=== AVAILABLE RECORDS ===

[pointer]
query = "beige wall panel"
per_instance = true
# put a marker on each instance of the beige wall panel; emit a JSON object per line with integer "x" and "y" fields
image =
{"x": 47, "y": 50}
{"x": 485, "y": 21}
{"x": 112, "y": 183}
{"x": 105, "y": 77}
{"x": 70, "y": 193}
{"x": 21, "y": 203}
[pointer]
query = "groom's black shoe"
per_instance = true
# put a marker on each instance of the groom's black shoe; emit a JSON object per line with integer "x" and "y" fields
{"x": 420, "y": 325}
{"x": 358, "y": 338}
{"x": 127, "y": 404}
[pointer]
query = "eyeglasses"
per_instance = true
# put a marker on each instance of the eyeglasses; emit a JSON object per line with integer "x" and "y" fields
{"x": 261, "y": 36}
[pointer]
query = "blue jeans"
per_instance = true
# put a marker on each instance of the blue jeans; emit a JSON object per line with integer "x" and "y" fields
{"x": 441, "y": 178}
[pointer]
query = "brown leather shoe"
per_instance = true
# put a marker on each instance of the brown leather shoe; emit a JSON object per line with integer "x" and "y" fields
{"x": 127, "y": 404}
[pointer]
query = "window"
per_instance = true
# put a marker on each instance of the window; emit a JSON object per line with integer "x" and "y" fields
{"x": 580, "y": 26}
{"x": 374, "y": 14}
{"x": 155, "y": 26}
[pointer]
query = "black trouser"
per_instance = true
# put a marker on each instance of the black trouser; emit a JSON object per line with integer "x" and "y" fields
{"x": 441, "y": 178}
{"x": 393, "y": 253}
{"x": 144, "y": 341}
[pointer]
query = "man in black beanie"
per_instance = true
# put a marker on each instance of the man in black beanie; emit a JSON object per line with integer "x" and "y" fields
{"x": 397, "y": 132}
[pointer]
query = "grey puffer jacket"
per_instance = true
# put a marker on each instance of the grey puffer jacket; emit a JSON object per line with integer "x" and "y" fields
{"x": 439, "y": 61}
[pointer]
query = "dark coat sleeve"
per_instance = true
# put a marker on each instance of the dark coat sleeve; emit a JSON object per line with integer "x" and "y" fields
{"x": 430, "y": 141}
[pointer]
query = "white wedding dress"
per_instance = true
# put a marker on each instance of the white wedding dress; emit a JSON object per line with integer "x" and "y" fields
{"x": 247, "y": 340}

===

• JOB: Count the lines in the records that contain the string "white", with case counting, and give only that number.

• OUTPUT FOR THIS EXERCISE: 2